*Data records*:
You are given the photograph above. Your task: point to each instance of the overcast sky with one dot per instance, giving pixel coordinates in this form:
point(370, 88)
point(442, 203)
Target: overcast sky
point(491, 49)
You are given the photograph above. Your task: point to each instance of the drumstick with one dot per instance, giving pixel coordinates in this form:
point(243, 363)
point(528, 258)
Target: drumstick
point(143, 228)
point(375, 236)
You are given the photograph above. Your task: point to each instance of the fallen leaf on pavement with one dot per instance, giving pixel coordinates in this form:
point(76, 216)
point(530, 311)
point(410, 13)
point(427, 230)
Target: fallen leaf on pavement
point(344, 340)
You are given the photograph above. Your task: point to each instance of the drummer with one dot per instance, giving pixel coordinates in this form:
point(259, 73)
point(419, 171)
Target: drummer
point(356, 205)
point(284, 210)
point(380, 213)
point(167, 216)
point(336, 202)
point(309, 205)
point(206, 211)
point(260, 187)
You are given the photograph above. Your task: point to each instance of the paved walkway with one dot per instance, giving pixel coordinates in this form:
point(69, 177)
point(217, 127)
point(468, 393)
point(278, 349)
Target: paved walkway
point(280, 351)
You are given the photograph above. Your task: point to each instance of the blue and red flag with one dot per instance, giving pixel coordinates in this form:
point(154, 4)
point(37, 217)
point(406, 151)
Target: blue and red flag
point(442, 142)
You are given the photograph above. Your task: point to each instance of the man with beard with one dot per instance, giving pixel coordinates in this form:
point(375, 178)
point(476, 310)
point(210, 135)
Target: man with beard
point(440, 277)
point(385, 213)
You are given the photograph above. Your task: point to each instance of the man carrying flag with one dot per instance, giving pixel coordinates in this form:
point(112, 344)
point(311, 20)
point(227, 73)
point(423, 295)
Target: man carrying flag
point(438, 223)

*Exercise instructions*:
Reproduce the entries above, requests included, from the line containing "of the blue" through the line containing "point(442, 142)", with both lines included. Shift each answer point by adding 95 to both of its coordinates, and leave the sample points within the requests as they are.

*Written solution*:
You are given the photograph above. Your task: point to each instance of the blue and red flag with one dot per instance, giving pixel coordinates in this form:
point(154, 4)
point(37, 217)
point(406, 151)
Target: blue and red flag
point(537, 237)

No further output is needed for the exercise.